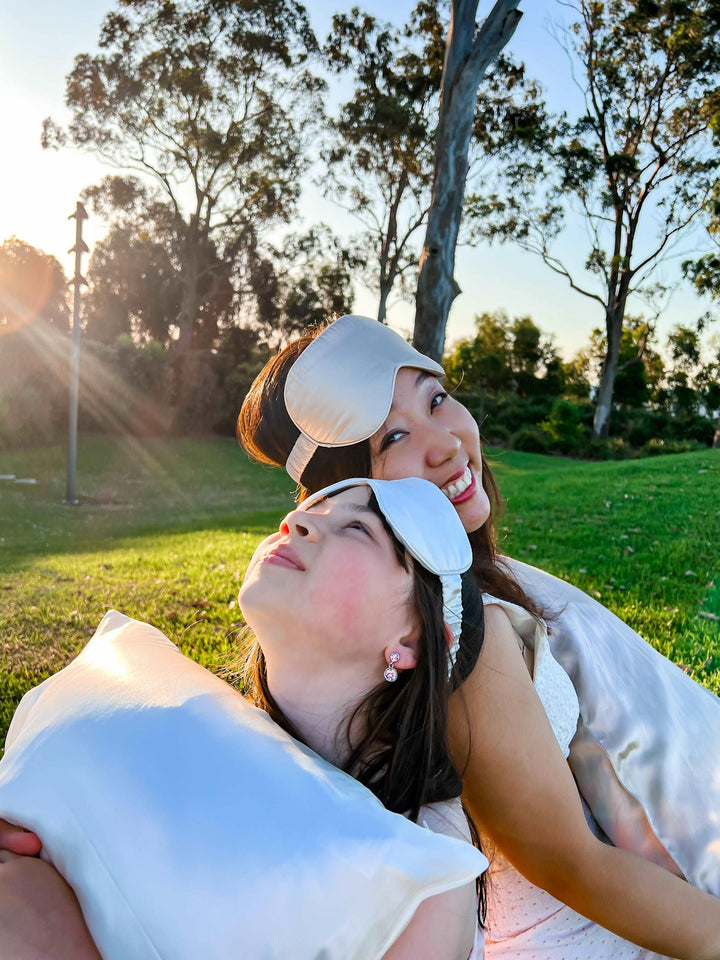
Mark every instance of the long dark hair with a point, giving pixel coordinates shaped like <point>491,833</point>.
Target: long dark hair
<point>267,433</point>
<point>402,754</point>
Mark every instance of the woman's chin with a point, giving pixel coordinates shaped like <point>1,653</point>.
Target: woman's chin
<point>475,512</point>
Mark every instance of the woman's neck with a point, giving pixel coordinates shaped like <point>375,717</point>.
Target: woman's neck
<point>319,707</point>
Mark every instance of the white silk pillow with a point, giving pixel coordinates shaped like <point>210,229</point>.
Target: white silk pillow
<point>190,825</point>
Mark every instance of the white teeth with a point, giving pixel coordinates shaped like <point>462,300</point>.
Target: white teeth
<point>453,490</point>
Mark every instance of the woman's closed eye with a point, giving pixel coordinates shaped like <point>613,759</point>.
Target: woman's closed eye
<point>437,398</point>
<point>390,437</point>
<point>359,525</point>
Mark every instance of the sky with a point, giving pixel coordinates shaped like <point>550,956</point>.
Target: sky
<point>38,189</point>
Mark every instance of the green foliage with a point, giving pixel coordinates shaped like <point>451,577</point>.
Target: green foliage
<point>32,286</point>
<point>638,163</point>
<point>34,364</point>
<point>506,356</point>
<point>378,152</point>
<point>564,428</point>
<point>656,447</point>
<point>530,440</point>
<point>212,103</point>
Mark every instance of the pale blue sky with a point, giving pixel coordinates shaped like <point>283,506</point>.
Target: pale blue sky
<point>38,41</point>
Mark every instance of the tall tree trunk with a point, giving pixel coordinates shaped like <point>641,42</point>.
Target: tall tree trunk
<point>603,405</point>
<point>468,53</point>
<point>382,305</point>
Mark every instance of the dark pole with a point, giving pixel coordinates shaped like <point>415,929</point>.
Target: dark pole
<point>78,280</point>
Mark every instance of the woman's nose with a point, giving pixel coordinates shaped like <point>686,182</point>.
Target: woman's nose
<point>299,523</point>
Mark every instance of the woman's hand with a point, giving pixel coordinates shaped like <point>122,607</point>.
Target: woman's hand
<point>18,840</point>
<point>40,917</point>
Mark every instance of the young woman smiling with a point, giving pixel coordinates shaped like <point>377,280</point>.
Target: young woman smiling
<point>354,399</point>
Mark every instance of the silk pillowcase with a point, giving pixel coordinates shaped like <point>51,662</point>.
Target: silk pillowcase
<point>190,825</point>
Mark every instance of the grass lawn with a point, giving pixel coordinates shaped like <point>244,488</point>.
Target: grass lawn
<point>166,528</point>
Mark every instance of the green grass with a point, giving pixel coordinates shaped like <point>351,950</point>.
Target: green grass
<point>166,528</point>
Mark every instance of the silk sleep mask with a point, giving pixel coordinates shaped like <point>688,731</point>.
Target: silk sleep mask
<point>428,526</point>
<point>339,391</point>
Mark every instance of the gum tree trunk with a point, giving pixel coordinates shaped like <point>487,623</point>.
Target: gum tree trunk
<point>468,54</point>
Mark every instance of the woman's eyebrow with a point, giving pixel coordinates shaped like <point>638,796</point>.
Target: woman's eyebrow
<point>419,380</point>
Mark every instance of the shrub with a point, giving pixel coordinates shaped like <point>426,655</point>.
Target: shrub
<point>656,447</point>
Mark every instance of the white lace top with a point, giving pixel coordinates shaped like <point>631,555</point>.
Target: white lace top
<point>552,684</point>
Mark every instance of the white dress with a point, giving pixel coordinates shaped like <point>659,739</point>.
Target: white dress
<point>524,921</point>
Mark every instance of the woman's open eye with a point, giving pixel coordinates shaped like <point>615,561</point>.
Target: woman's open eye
<point>390,437</point>
<point>359,525</point>
<point>437,399</point>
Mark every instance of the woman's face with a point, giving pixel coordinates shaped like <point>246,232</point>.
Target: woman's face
<point>328,588</point>
<point>429,434</point>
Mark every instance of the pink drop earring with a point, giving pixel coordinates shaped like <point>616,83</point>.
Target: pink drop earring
<point>391,673</point>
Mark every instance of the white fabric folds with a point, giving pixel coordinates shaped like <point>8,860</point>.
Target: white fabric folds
<point>646,756</point>
<point>340,389</point>
<point>191,826</point>
<point>427,524</point>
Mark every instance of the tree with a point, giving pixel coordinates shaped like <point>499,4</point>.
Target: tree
<point>639,154</point>
<point>135,273</point>
<point>640,369</point>
<point>379,152</point>
<point>314,281</point>
<point>211,101</point>
<point>506,355</point>
<point>32,285</point>
<point>468,53</point>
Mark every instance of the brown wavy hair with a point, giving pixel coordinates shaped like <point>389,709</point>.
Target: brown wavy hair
<point>267,433</point>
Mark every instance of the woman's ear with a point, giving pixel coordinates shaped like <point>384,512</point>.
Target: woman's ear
<point>406,650</point>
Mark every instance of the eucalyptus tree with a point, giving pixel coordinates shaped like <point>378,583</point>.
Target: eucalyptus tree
<point>469,50</point>
<point>637,163</point>
<point>32,285</point>
<point>378,149</point>
<point>212,102</point>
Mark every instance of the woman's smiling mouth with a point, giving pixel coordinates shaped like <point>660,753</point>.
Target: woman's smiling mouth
<point>460,485</point>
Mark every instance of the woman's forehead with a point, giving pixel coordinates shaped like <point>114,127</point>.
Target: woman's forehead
<point>353,496</point>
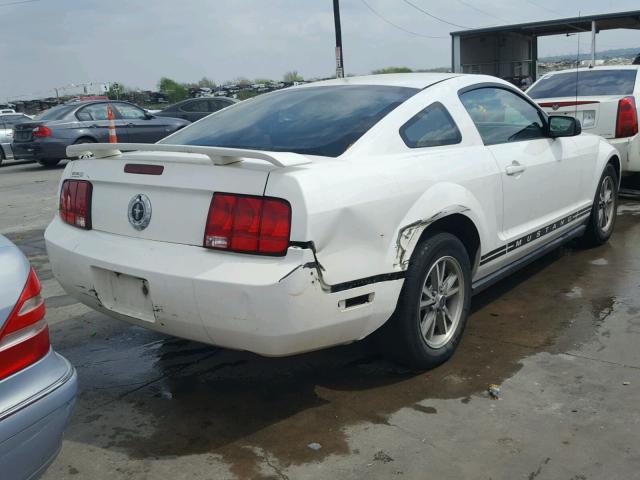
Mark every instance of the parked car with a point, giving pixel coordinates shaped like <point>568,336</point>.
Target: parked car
<point>7,122</point>
<point>605,101</point>
<point>46,138</point>
<point>37,386</point>
<point>326,211</point>
<point>194,109</point>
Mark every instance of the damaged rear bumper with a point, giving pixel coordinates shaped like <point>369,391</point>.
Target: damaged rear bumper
<point>271,306</point>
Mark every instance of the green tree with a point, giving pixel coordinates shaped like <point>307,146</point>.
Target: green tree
<point>173,90</point>
<point>392,70</point>
<point>292,76</point>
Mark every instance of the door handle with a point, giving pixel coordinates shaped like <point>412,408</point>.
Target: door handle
<point>515,168</point>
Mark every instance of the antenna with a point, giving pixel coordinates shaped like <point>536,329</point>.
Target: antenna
<point>575,107</point>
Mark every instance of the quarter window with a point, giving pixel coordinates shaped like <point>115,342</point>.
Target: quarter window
<point>432,127</point>
<point>129,112</point>
<point>502,116</point>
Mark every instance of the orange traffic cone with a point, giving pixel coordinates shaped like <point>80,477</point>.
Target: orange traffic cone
<point>112,125</point>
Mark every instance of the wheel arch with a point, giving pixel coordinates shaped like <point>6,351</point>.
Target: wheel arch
<point>460,226</point>
<point>465,219</point>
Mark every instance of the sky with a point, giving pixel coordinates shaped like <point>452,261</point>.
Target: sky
<point>55,43</point>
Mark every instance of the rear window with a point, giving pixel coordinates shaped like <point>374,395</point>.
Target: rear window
<point>56,113</point>
<point>11,120</point>
<point>312,120</point>
<point>590,83</point>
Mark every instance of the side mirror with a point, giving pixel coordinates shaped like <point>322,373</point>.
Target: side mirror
<point>560,126</point>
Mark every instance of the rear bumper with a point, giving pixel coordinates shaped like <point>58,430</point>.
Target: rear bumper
<point>39,150</point>
<point>629,149</point>
<point>271,306</point>
<point>31,431</point>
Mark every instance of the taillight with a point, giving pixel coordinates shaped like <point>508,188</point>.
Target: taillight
<point>41,131</point>
<point>249,224</point>
<point>627,123</point>
<point>75,203</point>
<point>24,339</point>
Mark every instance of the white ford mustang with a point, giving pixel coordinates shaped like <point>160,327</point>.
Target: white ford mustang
<point>313,216</point>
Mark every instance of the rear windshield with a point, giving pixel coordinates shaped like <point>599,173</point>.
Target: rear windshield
<point>56,113</point>
<point>590,83</point>
<point>312,120</point>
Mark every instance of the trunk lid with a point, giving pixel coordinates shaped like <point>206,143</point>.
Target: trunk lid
<point>23,132</point>
<point>597,115</point>
<point>179,197</point>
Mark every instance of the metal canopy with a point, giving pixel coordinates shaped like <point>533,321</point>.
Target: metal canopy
<point>606,21</point>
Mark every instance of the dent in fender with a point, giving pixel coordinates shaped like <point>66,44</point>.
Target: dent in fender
<point>409,234</point>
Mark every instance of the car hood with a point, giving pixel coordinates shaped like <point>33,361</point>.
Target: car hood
<point>13,277</point>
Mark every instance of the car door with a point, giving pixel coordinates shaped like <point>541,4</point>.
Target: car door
<point>541,181</point>
<point>142,127</point>
<point>94,123</point>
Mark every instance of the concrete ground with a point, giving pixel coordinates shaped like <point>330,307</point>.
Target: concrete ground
<point>562,338</point>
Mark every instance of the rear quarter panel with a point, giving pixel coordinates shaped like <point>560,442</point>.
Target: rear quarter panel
<point>14,270</point>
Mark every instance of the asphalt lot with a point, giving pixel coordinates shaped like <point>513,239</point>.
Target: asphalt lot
<point>562,338</point>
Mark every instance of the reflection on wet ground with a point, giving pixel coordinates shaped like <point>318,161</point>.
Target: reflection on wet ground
<point>154,397</point>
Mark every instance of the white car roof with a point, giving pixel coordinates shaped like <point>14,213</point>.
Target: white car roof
<point>413,80</point>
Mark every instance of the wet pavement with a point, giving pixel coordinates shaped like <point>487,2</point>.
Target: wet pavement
<point>561,337</point>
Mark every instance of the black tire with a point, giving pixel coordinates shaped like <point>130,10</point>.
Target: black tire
<point>598,232</point>
<point>408,343</point>
<point>49,162</point>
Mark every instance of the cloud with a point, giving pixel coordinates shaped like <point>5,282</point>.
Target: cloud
<point>52,43</point>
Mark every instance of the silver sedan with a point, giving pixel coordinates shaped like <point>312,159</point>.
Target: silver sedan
<point>37,386</point>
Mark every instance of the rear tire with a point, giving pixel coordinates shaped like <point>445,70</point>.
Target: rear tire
<point>433,306</point>
<point>604,210</point>
<point>48,162</point>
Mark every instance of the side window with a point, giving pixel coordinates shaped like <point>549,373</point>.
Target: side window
<point>432,127</point>
<point>97,111</point>
<point>195,106</point>
<point>129,112</point>
<point>502,116</point>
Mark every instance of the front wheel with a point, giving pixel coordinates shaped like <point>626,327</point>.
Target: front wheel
<point>434,303</point>
<point>604,210</point>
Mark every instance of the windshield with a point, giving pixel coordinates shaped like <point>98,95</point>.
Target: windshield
<point>590,83</point>
<point>311,120</point>
<point>56,113</point>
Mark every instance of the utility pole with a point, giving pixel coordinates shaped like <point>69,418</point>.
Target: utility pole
<point>339,59</point>
<point>593,43</point>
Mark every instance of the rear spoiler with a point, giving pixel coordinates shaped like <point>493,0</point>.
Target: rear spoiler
<point>217,155</point>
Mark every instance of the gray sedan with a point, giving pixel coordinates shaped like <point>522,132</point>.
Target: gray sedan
<point>37,386</point>
<point>46,138</point>
<point>7,122</point>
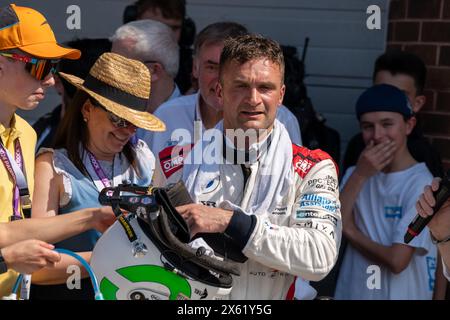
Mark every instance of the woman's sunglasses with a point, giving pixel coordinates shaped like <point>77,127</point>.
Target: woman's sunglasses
<point>115,120</point>
<point>38,68</point>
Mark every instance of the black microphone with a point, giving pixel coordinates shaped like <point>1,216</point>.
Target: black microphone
<point>441,195</point>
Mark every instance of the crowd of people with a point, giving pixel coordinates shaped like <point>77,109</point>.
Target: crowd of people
<point>135,109</point>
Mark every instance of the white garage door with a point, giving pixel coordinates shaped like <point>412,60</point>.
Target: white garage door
<point>340,56</point>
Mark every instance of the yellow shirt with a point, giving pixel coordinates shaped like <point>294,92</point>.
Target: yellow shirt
<point>27,136</point>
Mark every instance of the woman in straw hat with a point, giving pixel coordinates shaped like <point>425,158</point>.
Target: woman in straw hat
<point>94,148</point>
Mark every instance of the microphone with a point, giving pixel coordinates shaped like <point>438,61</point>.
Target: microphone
<point>418,224</point>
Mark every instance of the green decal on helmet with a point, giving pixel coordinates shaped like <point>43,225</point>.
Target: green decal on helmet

____

_STATED GOAL_: Copy out the stretch of records from the line containing "Mark every instance of the orange" through the line containing "<point>465,219</point>", swapping "traffic cone" for "road cone" and leaving everything else unchanged.

_ANSWER TO THE EXERCISE_:
Mark every instance of the orange road cone with a point, giving pixel coordinates shaped like <point>80,477</point>.
Target: orange road cone
<point>112,125</point>
Mark every instance of the wheel arch with a point, giving pixel coordinates shaped like <point>6,351</point>.
Target: wheel arch
<point>460,226</point>
<point>465,219</point>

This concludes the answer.